Shift every coordinate in the answers by -130, and write out again only the lines from the one containing "of the woman" through the end of the data, both ends included and the requests kept as they are.

══ Input material

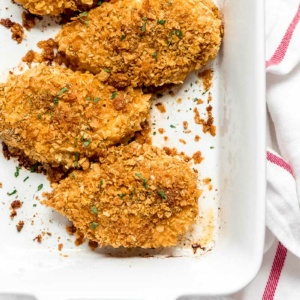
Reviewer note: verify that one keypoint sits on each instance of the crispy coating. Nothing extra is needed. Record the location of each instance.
(62, 117)
(54, 7)
(136, 197)
(147, 42)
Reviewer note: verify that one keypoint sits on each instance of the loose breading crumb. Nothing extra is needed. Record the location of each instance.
(20, 226)
(137, 196)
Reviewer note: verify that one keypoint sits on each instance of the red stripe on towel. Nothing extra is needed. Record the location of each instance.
(280, 52)
(275, 273)
(279, 162)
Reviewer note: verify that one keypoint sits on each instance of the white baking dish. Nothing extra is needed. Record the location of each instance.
(237, 166)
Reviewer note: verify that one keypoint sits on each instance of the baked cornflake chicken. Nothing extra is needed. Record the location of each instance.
(61, 117)
(136, 197)
(54, 7)
(146, 42)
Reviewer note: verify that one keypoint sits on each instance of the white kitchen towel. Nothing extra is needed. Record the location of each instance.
(283, 101)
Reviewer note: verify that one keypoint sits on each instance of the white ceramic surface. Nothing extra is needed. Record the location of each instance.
(236, 166)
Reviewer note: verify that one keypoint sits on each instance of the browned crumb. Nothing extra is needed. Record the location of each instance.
(28, 20)
(80, 239)
(185, 125)
(71, 229)
(207, 124)
(197, 157)
(93, 245)
(20, 226)
(15, 28)
(38, 238)
(207, 78)
(13, 214)
(160, 106)
(16, 204)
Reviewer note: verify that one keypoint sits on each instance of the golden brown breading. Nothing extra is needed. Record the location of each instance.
(58, 116)
(147, 42)
(136, 197)
(54, 7)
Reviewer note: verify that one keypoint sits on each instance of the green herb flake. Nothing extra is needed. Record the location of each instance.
(113, 95)
(94, 210)
(40, 187)
(86, 143)
(63, 90)
(17, 172)
(12, 193)
(76, 154)
(162, 194)
(144, 180)
(94, 225)
(161, 22)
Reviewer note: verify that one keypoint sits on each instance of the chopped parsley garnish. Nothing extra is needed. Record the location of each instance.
(76, 154)
(113, 95)
(63, 90)
(161, 22)
(162, 194)
(94, 225)
(17, 172)
(94, 210)
(86, 143)
(40, 187)
(34, 168)
(144, 180)
(12, 193)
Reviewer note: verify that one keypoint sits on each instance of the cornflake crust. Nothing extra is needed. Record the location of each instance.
(147, 42)
(61, 117)
(137, 196)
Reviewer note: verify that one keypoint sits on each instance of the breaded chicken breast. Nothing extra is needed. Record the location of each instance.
(146, 42)
(54, 7)
(137, 196)
(61, 117)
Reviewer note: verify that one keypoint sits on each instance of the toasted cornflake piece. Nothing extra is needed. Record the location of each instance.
(128, 38)
(62, 117)
(54, 7)
(144, 198)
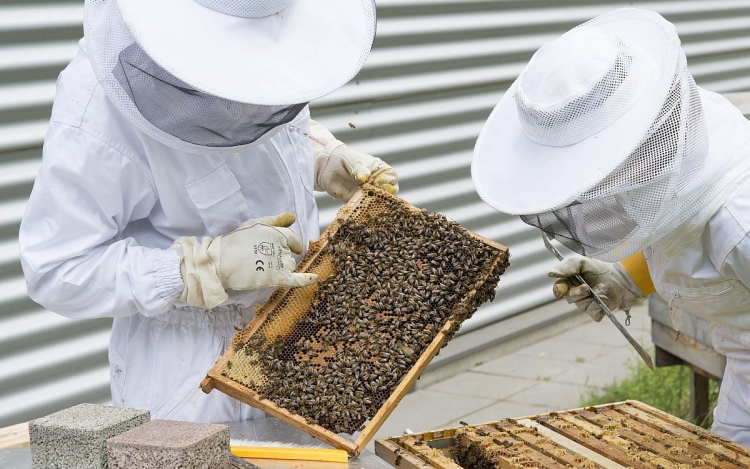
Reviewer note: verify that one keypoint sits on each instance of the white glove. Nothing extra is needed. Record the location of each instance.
(339, 170)
(611, 282)
(256, 255)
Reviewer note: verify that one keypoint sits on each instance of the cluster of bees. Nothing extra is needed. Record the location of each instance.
(399, 277)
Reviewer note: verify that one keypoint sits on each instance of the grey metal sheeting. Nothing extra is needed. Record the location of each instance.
(436, 71)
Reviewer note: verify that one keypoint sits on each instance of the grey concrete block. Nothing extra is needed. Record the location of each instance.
(167, 444)
(76, 437)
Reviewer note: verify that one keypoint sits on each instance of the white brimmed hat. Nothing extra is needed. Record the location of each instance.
(606, 143)
(577, 111)
(273, 54)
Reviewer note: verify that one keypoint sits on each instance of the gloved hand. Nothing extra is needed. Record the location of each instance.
(611, 282)
(256, 255)
(339, 170)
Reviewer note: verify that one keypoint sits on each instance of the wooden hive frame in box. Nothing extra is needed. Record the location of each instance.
(614, 436)
(313, 261)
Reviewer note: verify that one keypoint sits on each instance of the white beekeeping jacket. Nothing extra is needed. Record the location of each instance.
(106, 206)
(711, 277)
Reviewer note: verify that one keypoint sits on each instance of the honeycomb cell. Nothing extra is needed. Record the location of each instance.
(390, 279)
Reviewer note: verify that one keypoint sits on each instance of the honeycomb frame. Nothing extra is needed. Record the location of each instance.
(313, 262)
(626, 434)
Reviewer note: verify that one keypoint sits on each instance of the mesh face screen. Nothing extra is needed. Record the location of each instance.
(580, 117)
(390, 279)
(586, 228)
(191, 115)
(635, 195)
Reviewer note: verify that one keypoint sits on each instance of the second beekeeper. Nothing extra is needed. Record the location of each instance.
(176, 187)
(606, 143)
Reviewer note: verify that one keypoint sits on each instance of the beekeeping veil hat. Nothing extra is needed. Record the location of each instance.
(606, 143)
(214, 76)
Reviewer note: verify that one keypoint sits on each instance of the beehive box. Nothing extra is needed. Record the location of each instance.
(615, 436)
(334, 359)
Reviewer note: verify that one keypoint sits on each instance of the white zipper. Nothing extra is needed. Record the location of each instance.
(675, 295)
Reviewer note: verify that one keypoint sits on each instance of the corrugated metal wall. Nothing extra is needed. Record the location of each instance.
(437, 69)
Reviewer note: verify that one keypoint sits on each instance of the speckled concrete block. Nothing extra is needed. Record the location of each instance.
(76, 437)
(166, 444)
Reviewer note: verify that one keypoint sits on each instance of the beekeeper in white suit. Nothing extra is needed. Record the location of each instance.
(605, 143)
(176, 188)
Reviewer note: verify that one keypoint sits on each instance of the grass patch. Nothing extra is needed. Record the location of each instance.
(667, 389)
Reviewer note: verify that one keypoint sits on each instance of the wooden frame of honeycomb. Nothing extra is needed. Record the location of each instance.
(295, 304)
(623, 435)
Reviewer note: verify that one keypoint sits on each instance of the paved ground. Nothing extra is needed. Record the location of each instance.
(549, 375)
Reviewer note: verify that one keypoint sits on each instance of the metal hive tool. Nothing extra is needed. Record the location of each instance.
(336, 358)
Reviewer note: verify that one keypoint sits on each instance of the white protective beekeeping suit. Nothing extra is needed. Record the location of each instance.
(182, 120)
(606, 143)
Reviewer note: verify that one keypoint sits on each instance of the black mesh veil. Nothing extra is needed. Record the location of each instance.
(191, 115)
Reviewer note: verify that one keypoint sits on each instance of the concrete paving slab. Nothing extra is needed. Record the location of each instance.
(524, 366)
(553, 396)
(482, 385)
(622, 356)
(498, 411)
(593, 375)
(569, 351)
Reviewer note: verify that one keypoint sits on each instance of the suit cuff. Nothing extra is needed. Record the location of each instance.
(169, 282)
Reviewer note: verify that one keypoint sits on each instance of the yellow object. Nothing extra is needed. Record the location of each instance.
(296, 454)
(638, 269)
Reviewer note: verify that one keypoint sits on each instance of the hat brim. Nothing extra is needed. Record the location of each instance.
(518, 176)
(302, 53)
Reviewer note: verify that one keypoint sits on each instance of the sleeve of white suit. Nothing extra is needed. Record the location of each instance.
(76, 261)
(737, 262)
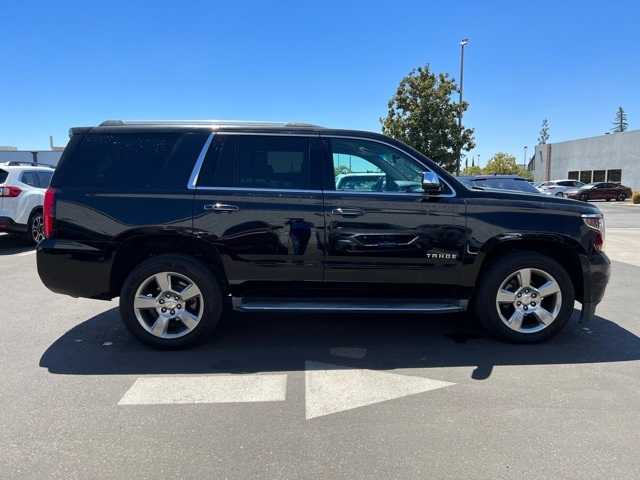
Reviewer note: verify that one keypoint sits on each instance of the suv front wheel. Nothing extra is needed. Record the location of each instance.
(524, 297)
(171, 301)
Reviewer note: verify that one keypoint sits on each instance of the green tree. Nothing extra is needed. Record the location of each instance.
(620, 124)
(472, 170)
(423, 114)
(503, 164)
(543, 137)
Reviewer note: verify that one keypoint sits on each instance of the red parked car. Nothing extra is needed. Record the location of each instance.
(601, 191)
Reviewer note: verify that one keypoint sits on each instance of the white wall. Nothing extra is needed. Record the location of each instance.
(605, 152)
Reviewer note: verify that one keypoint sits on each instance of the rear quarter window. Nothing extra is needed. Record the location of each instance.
(131, 161)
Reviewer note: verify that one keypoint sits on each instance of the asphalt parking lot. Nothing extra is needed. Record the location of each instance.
(292, 396)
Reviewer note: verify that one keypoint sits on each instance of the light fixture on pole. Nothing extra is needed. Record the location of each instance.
(463, 43)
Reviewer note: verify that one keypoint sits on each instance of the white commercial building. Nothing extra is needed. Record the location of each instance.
(613, 158)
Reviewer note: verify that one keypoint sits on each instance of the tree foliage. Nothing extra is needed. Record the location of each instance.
(472, 170)
(543, 137)
(620, 124)
(505, 164)
(423, 115)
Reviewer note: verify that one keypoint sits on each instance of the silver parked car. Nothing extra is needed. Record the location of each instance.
(560, 188)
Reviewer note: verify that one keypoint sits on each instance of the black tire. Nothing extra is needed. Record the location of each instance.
(485, 299)
(204, 279)
(36, 222)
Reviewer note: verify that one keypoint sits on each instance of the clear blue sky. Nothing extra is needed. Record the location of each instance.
(335, 63)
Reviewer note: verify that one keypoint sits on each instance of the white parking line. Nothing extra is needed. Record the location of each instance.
(334, 388)
(206, 389)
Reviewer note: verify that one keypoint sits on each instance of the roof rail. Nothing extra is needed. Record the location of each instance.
(16, 163)
(220, 123)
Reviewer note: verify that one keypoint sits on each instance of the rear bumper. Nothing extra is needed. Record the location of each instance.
(8, 225)
(74, 269)
(596, 269)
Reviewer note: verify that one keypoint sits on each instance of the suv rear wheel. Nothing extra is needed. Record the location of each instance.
(526, 297)
(171, 301)
(35, 227)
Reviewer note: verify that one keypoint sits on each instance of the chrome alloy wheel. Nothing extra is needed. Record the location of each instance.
(168, 305)
(37, 229)
(529, 300)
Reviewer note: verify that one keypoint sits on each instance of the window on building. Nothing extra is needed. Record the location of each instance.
(599, 176)
(585, 176)
(614, 176)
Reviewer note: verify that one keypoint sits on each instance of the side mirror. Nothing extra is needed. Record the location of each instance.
(430, 183)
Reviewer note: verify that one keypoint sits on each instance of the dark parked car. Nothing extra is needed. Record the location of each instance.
(501, 182)
(601, 191)
(183, 219)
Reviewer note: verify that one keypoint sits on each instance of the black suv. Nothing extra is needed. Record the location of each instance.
(180, 218)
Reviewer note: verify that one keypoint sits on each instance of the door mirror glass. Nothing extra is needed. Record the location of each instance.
(430, 183)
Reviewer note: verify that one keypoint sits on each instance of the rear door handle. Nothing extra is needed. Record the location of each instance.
(348, 212)
(221, 207)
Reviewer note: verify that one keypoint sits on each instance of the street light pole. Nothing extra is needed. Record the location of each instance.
(463, 43)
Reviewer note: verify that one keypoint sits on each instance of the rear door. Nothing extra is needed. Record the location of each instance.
(258, 199)
(389, 232)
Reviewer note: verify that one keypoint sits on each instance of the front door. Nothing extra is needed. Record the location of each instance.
(259, 202)
(381, 227)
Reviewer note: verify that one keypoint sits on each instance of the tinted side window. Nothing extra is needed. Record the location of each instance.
(29, 178)
(367, 166)
(274, 162)
(131, 160)
(44, 179)
(218, 167)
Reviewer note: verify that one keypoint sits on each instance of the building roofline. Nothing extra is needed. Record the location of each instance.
(594, 136)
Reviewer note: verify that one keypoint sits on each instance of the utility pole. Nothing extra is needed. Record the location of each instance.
(463, 43)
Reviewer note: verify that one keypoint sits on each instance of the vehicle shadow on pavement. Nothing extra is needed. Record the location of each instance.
(12, 244)
(250, 343)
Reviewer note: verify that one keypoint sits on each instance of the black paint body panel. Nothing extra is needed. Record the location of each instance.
(294, 241)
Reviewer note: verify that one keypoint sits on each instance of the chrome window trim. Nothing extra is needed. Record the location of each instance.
(350, 137)
(195, 173)
(252, 189)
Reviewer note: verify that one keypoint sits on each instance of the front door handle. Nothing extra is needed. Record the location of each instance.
(348, 212)
(221, 207)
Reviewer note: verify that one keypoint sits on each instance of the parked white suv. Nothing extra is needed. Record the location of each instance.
(22, 188)
(559, 188)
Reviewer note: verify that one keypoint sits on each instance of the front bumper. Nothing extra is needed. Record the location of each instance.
(596, 269)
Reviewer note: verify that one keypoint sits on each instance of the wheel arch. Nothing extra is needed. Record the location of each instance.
(137, 248)
(563, 250)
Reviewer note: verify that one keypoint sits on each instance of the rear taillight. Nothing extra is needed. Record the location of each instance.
(49, 208)
(10, 191)
(595, 221)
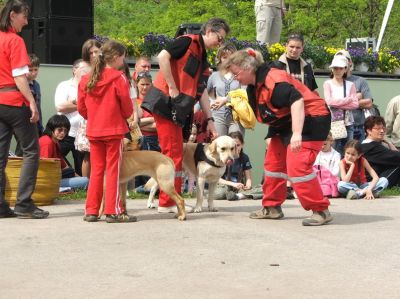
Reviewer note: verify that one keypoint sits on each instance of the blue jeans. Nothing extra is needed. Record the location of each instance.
(345, 187)
(340, 143)
(75, 182)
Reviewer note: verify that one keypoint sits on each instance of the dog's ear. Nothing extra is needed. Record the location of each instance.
(212, 147)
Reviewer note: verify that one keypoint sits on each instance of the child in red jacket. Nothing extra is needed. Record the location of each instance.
(104, 100)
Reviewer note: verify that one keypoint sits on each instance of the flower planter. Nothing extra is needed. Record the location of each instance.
(47, 182)
(362, 67)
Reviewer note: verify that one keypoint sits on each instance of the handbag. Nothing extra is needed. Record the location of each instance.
(338, 127)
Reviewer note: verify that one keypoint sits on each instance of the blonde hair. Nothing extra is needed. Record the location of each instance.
(109, 51)
(247, 59)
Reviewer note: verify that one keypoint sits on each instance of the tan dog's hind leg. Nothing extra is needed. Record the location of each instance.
(211, 192)
(199, 194)
(122, 189)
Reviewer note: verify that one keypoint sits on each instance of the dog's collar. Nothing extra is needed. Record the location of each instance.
(200, 155)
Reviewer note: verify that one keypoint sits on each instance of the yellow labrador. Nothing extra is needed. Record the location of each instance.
(153, 164)
(208, 163)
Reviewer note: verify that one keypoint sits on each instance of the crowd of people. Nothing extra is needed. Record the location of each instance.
(103, 106)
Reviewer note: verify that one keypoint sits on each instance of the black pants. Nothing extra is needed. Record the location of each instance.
(68, 145)
(16, 120)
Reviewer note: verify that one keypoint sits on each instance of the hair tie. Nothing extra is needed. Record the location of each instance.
(251, 52)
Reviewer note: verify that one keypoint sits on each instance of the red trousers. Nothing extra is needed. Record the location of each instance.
(171, 142)
(105, 158)
(282, 164)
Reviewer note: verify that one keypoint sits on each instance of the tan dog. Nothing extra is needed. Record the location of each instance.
(153, 164)
(218, 154)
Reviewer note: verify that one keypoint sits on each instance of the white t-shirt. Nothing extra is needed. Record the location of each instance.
(64, 90)
(330, 160)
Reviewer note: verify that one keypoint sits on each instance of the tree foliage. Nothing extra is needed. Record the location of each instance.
(321, 21)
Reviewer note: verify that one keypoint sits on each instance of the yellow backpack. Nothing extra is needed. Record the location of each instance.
(241, 109)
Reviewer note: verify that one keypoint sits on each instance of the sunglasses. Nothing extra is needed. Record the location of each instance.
(221, 39)
(142, 75)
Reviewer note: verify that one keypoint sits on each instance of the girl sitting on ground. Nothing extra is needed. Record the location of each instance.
(57, 129)
(354, 184)
(236, 180)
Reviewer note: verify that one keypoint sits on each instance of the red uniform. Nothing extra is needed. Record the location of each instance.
(106, 108)
(281, 163)
(188, 72)
(13, 56)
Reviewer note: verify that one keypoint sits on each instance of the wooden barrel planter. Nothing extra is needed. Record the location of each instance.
(47, 182)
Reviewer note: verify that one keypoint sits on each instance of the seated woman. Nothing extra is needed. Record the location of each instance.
(236, 181)
(56, 129)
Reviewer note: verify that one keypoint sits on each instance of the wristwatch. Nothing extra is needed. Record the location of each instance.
(210, 118)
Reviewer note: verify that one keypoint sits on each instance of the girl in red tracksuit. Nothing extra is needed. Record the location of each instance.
(104, 100)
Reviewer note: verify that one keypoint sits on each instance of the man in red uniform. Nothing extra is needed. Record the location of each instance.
(179, 83)
(18, 111)
(299, 122)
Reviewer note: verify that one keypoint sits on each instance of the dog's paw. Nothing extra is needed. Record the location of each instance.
(212, 209)
(197, 210)
(151, 205)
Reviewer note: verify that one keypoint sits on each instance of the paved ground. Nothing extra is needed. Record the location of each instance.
(211, 255)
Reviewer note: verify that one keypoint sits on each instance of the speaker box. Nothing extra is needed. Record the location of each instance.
(57, 29)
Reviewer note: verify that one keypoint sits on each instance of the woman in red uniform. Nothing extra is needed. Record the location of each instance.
(299, 122)
(18, 111)
(104, 100)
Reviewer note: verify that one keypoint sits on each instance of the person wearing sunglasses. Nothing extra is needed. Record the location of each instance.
(293, 64)
(56, 130)
(180, 83)
(299, 122)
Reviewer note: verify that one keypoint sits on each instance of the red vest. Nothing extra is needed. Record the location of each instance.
(185, 70)
(267, 113)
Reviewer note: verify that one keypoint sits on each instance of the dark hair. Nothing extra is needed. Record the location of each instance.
(34, 60)
(17, 6)
(236, 135)
(142, 75)
(343, 77)
(87, 45)
(353, 143)
(215, 25)
(296, 37)
(56, 121)
(372, 120)
(109, 51)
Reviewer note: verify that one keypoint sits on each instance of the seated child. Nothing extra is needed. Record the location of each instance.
(56, 129)
(237, 176)
(326, 166)
(353, 182)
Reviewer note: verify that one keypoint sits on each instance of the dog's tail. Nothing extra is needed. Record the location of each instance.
(151, 183)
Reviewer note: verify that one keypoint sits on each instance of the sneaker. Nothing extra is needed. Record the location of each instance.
(90, 218)
(267, 213)
(318, 218)
(231, 196)
(35, 214)
(173, 209)
(120, 218)
(352, 194)
(289, 193)
(8, 214)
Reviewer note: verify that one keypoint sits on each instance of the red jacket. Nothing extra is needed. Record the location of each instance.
(13, 55)
(107, 106)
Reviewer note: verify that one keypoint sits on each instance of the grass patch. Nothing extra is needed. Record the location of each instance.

════

- Output for this task -
Reviewer note: verify that one keypoint sits on each instance of the woman in red uniform. Nothing extra is needed. Record the location of each instance.
(169, -8)
(-112, -19)
(-26, -30)
Reviewer note: verify that one keypoint sits on each instance of the person wearing sunglasses. Nothing extra is needed. Record the location of each instance.
(163, -66)
(-74, 0)
(50, -47)
(169, -8)
Reviewer note: verify that one keypoint sits on each instance of the red vest. Nothing extra is needed. Record the location of each instance.
(55, -60)
(137, -17)
Reviewer note: verify that one keypoint sits on each instance of the dark hair. Nothing extra is needed. Record the location of each instance.
(-96, -70)
(-113, -124)
(106, 5)
(12, -55)
(213, -53)
(-43, -85)
(223, 13)
(85, -105)
(166, -93)
(-74, -9)
(242, -10)
(-21, -79)
Reviewer note: verify that one keypoint sits on each instance of the seated child. Nothing extra is needed. Record the location of each instance.
(-74, -1)
(107, 46)
(196, 36)
(223, 52)
Reviewer note: verify that one keypoint sits on each instance of the dog's tail. Nothing extra is needed. Record the location of each instance.
(21, 53)
Reviewer note: verify that one keypoint sits on each instance of the sneaker. Nothing extra is needed. Record the location of each instance.
(-40, 88)
(137, 83)
(188, 88)
(101, 66)
(-95, 84)
(43, 79)
(-10, 88)
(222, 64)
(159, 63)
(-122, 84)
Reviewer note: verify that one keypoint sits on each instance of the red jacket. Nothing extra is needed. Record the location of each instance.
(-117, -75)
(-23, -24)
Reviewer note: verify that one keypoint sits on each instance of the grass patch. Nothing extra is needed. Record the location of each instance.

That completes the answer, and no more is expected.